(Records from a dataset)
--- --- ---

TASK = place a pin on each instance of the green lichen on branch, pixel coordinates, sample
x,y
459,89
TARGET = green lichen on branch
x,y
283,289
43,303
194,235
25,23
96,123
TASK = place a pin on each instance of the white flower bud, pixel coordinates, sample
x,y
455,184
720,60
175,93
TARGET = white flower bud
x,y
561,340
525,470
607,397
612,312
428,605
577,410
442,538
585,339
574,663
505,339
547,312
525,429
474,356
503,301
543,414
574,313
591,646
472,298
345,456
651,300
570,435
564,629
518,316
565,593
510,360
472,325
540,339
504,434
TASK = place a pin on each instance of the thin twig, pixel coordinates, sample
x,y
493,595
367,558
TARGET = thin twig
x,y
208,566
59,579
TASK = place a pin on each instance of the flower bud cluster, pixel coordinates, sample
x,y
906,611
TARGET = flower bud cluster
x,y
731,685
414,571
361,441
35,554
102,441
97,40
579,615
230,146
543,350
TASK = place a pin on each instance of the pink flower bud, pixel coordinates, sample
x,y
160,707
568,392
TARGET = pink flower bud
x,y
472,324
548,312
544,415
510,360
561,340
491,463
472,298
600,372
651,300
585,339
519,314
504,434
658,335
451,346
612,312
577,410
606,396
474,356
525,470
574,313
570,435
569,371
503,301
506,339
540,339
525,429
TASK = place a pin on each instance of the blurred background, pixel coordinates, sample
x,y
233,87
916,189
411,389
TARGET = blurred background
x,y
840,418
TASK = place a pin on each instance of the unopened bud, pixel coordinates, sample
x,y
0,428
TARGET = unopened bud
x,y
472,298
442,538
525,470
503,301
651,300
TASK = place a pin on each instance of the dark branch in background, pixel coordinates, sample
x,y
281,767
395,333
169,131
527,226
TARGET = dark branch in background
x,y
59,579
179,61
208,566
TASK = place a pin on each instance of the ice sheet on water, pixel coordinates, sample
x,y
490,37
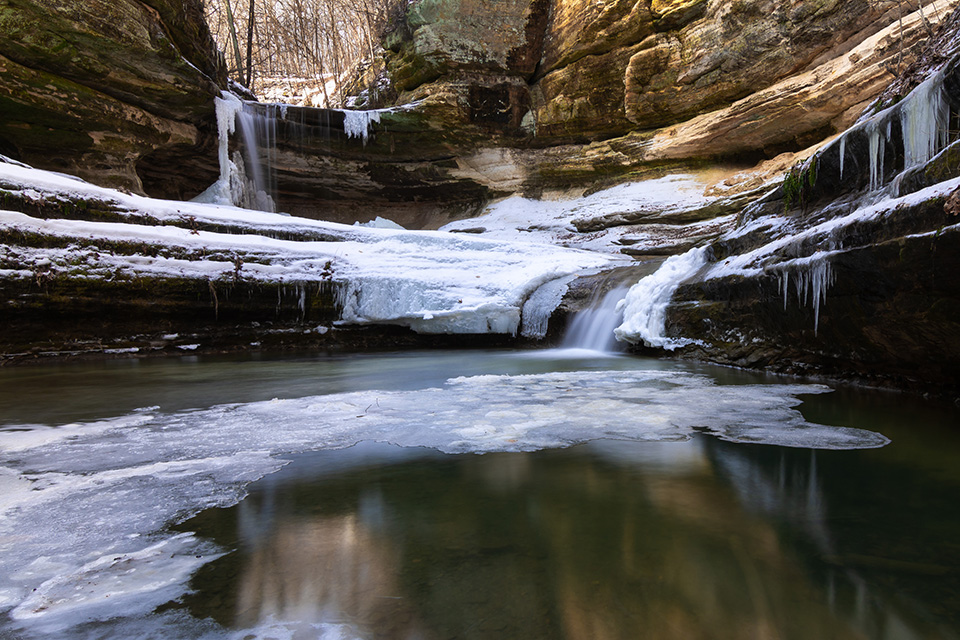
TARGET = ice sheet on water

--- --- ---

◆ What is needed
Pictures excluded, quote all the data above exactly.

◆ The response
TASK = place a pin on each instance of the green lichen on branch, pixel coordinates, sample
x,y
459,89
TARGET = green lichen on branch
x,y
283,289
43,303
194,235
25,23
96,123
TASK = place a pin on each instance of the white flower bud, pixel coordinates, sample
x,y
455,184
720,60
175,93
TARGET = white flower bud
x,y
561,340
525,470
607,397
612,312
428,605
577,410
442,538
585,339
574,663
505,339
547,312
525,429
474,356
503,301
543,414
574,313
591,646
472,298
345,456
651,300
570,435
564,629
518,316
565,593
510,360
472,325
540,339
504,434
TASK = place a pin on each instance of the thin twig, pixel coordinates, sample
x,y
493,595
367,558
TARGET = thin twig
x,y
208,566
59,579
TASK = place a pin on each instance of the flower bud cluster, pixel coordinates, sample
x,y
906,611
TARGET = flower bud cluster
x,y
731,685
414,571
361,441
35,554
102,441
97,40
579,615
230,146
543,350
TASK = place a pin on each instance of the pink flower bud, pixel coordinates, sample
x,y
160,707
568,392
TARGET = pink flower bud
x,y
472,324
548,312
544,415
510,360
561,340
491,463
472,298
600,372
651,300
585,339
519,314
504,434
658,335
451,346
612,312
577,410
606,396
474,356
525,470
574,313
570,435
569,371
503,301
506,339
540,339
525,429
TASK = place a pin on each instance of the blurred background, pixel coordinates, sample
x,y
233,87
916,189
411,389
TARGET = blurred background
x,y
840,418
TASK = place a pin on each instance of the unopened bud, pixel coordinates, sample
x,y
0,428
TARGET = unopened bud
x,y
472,298
442,538
525,470
503,301
651,300
TASK = place a pin on each instance of the dark branch in background, pixel coordinates, sample
x,y
281,767
395,333
169,131
527,226
TARGET = dark branch in background
x,y
59,579
179,61
208,566
TASK = place a pin on each instance of the ice sheet on water, pixel coordinates, sample
x,y
490,37
TARGET = ice sheet on water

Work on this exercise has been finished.